Excerpt:
Each digit requires 2.1 iterations on average (0 1 2 1 2 3 2 3 4 3, to be exact, per possible decimal digit), with each iteration consisting of one subtraction and one addition.  There are no multiplications or divisions at all (except for calculating the look-up array addresses, which are bit shifts), so this approach is suitable for slow-multiplication architectures in general, including 8-bitters (although they can benefit from adding 8- and 16-bit converters also).

This is not magic, though.  On x86-64 with fast multiplication, even the standard snprintf() is about 2.4× faster in converting 64-bit unsigned numbers (because it has a fast hardware 64×64=128-bit integer multiplication, so that (x/10) is implemented as (x*0xCCCCCCCCCCCCCCCD)>>67).  On the other hand, for 32-bit unsigned integers (append_u32() and append_i32() versus snprintf("%u") and snprintf("%d")), standard snprintf() is about 2.6× slower only about 1.5× faster (edited due to my laptop frequency scaling skewed the original results).  (These are on a microbenchmark covering all 32-bit unsigned integers uniformly randomly; if you typically print a smaller range of values, expect different results.)

Input:

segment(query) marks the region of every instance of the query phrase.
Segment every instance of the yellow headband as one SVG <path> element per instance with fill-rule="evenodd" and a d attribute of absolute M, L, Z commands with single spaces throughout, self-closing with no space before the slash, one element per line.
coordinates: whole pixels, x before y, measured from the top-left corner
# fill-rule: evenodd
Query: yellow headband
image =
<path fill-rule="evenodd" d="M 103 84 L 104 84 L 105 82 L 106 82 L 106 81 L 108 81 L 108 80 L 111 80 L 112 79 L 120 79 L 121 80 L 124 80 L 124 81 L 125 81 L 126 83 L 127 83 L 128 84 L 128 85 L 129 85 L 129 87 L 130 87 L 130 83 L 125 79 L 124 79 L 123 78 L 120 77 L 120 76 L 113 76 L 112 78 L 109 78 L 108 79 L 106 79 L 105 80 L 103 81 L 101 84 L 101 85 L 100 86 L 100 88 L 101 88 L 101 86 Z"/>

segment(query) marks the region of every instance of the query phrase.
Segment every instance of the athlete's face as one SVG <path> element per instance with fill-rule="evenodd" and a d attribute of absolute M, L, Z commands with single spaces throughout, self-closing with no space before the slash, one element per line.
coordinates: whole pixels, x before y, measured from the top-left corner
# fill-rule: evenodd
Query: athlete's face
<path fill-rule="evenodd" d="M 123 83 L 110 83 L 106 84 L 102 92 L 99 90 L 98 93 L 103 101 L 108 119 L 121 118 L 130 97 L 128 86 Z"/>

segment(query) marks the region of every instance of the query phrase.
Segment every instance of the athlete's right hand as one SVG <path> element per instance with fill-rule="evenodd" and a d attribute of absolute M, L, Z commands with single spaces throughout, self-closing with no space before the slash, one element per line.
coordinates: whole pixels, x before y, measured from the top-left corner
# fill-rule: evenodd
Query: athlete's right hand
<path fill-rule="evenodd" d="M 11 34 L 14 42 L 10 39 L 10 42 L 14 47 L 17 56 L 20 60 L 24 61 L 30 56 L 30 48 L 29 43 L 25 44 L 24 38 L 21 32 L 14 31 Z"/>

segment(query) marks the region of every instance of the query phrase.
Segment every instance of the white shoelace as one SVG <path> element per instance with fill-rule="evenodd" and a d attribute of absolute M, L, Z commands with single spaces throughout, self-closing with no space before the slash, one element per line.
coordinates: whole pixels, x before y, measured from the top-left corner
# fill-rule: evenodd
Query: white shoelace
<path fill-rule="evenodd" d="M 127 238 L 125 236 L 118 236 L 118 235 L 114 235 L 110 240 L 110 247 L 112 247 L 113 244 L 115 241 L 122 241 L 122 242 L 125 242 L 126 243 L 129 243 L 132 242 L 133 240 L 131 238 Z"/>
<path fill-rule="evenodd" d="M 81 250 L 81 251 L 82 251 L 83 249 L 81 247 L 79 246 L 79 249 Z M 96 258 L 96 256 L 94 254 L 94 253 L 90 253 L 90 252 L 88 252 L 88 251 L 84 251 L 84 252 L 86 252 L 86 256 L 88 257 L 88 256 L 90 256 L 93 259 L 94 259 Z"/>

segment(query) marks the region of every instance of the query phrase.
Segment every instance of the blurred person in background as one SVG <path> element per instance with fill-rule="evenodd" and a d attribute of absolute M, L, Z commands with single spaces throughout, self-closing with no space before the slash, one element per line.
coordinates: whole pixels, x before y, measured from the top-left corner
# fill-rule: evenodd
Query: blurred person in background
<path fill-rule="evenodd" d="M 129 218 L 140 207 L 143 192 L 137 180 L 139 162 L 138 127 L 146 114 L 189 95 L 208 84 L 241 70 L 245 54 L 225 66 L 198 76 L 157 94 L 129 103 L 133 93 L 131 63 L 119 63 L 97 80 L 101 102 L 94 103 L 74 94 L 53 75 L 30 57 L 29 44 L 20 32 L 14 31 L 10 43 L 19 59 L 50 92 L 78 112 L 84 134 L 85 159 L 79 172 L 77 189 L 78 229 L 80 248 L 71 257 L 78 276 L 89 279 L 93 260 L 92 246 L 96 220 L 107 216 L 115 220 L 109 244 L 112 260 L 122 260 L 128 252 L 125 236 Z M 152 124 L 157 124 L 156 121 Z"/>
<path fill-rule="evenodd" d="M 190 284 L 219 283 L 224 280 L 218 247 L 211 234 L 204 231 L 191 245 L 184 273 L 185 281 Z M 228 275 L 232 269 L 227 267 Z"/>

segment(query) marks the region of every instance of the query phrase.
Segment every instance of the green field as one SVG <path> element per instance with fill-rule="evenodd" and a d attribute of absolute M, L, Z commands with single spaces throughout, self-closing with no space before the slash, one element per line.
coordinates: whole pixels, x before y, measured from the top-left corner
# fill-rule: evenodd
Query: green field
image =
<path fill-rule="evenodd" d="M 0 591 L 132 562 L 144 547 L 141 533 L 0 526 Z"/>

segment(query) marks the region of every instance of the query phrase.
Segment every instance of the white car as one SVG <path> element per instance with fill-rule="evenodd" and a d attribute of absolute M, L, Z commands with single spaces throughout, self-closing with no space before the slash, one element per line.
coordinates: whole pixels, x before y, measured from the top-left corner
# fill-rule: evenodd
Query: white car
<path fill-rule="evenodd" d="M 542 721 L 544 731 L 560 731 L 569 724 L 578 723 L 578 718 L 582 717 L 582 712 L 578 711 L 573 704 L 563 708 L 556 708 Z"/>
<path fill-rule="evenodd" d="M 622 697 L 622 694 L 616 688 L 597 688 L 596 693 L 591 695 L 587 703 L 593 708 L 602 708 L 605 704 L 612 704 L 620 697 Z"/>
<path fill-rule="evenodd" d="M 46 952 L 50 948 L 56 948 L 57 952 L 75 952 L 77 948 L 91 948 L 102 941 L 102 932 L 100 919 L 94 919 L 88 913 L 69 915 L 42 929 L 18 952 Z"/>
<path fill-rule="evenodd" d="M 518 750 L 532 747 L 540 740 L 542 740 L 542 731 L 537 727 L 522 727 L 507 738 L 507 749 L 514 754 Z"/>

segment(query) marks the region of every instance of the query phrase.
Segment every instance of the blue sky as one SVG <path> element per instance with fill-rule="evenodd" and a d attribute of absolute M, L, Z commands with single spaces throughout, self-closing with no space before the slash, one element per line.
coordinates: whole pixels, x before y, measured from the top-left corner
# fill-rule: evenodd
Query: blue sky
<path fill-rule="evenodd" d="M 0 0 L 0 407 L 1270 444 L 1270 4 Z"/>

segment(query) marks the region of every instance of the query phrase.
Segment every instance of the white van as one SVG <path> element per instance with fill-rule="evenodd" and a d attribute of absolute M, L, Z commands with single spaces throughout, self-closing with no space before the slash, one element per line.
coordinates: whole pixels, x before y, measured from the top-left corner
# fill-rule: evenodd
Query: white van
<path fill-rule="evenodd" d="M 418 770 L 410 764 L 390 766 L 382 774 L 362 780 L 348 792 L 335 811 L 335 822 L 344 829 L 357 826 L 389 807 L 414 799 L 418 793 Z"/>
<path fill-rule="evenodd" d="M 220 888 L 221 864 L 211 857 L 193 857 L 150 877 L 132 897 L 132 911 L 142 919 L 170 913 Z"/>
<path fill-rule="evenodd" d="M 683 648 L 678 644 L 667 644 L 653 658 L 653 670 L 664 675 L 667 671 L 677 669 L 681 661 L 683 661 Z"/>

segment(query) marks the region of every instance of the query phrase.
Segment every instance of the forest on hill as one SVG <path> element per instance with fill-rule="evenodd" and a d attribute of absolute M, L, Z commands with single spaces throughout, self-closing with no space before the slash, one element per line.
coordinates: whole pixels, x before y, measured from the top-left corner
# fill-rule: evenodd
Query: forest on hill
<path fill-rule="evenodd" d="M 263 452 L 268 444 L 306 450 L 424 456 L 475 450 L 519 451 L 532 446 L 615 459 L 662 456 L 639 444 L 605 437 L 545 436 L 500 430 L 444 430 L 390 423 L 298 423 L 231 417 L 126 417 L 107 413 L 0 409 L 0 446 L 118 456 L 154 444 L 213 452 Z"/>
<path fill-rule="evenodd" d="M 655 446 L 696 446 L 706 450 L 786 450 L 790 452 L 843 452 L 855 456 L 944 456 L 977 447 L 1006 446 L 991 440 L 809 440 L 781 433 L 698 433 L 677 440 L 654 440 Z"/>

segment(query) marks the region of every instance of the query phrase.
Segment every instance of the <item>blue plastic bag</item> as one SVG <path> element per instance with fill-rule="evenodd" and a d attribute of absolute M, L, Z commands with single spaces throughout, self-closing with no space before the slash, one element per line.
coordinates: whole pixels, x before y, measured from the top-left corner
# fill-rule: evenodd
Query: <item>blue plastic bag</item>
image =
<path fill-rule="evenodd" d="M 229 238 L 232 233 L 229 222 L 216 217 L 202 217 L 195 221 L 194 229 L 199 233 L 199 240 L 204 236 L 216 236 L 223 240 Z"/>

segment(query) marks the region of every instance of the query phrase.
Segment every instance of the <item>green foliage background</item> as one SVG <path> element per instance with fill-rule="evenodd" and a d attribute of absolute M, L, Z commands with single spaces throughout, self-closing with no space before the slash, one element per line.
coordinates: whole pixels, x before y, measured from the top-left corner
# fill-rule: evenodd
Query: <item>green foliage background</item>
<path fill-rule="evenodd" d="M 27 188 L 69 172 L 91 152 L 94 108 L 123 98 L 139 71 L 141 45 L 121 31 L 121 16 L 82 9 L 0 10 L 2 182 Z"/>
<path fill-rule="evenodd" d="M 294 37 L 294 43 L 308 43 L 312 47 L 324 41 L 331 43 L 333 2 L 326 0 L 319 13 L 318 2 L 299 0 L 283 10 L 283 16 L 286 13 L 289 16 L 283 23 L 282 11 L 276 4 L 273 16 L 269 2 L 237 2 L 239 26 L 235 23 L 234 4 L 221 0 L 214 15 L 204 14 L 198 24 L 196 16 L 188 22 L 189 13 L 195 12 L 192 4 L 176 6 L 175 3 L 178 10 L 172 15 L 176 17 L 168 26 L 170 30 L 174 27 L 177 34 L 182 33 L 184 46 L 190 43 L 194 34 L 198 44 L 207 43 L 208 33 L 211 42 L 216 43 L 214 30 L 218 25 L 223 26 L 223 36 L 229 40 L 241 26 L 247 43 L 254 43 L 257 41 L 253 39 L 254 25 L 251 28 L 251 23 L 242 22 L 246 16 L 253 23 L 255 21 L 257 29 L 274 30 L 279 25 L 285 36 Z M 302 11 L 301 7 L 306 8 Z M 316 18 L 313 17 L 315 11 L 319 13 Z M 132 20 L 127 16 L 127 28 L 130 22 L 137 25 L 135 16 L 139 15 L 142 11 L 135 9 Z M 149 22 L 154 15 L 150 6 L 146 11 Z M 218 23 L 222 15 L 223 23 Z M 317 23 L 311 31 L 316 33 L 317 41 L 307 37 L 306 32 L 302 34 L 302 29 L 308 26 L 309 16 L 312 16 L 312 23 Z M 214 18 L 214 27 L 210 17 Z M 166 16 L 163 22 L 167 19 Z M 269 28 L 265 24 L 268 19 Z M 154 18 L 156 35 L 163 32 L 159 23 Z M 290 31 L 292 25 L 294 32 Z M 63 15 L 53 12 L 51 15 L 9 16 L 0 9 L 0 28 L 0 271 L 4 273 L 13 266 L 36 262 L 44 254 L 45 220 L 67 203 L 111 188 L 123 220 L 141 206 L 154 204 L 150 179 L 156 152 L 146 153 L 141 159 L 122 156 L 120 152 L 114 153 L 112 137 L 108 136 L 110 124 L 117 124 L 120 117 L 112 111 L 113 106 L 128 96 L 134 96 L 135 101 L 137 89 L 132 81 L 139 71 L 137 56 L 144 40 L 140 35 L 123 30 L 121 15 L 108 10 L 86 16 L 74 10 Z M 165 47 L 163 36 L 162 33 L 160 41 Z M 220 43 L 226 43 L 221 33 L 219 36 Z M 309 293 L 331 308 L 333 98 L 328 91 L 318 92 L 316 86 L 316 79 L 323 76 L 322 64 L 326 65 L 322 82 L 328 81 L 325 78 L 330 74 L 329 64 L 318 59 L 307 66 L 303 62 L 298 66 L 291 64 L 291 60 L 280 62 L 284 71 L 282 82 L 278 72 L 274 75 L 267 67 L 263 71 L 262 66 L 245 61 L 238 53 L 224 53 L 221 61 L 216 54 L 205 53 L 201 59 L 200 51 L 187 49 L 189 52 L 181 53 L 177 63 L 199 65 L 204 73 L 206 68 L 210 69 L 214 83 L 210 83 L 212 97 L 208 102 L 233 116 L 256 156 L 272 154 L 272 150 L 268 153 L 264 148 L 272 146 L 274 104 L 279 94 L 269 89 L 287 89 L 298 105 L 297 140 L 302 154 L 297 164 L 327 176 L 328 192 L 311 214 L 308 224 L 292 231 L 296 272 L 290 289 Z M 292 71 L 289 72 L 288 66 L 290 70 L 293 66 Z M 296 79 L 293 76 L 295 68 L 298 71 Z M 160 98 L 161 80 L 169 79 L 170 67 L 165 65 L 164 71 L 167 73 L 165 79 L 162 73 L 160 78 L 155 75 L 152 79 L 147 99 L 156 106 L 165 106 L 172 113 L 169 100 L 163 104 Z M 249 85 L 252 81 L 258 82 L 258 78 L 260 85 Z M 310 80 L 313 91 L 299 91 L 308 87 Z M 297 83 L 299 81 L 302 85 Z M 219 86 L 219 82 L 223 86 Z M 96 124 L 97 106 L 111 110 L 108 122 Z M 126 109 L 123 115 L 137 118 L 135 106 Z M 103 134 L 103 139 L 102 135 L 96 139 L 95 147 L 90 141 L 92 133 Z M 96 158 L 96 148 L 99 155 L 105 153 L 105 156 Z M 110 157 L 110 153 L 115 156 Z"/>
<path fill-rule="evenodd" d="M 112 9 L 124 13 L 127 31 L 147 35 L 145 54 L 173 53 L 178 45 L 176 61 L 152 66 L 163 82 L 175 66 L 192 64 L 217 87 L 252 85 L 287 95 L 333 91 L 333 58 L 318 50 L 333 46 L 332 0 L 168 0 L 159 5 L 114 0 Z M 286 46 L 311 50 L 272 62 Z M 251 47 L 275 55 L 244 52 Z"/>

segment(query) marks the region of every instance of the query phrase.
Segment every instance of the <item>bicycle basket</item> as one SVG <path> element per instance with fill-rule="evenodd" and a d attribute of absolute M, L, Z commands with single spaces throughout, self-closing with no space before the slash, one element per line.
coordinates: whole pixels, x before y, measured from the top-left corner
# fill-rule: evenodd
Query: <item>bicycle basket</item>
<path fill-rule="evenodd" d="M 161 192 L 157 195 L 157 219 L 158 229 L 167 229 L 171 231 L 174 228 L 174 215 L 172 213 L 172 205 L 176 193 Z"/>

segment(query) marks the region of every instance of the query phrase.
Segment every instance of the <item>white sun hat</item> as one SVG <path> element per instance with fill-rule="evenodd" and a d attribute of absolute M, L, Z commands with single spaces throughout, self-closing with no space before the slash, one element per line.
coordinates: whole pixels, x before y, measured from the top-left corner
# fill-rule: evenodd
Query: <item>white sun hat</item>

Aim A:
Return the passage of the number-conversion excerpt from "This is not" to "expect different results.)", copied word for word.
Aim B:
Collect every line in the entries that contains the string "headband", matching case exactly.

Final result A:
This is not magic, though.  On x86-64 with fast multiplication, even the standard snprintf() is about 2.4× faster in converting 64-bit unsigned numbers (because it has a fast hardware 64×64=128-bit integer multiplication, so that (x/10) is implemented as (x*0xCCCCCCCCCCCCCCCD)>>67).  On the other hand, for 32-bit unsigned integers (append_u32() and append_i32() versus snprintf("%u") and snprintf("%d")), standard snprintf() is about 2.6× slower only about 1.5× faster (edited due to my laptop frequency scaling skewed the original results).  (These are on a microbenchmark covering all 32-bit unsigned integers uniformly randomly; if you typically print a smaller range of values, expect different results.)

Final result B:
Segment every instance of the yellow headband as one SVG <path> element per instance with fill-rule="evenodd" and a d attribute of absolute M, L, Z commands with single spaces throughout, self-closing with no space before the slash, one element per line.
Query: yellow headband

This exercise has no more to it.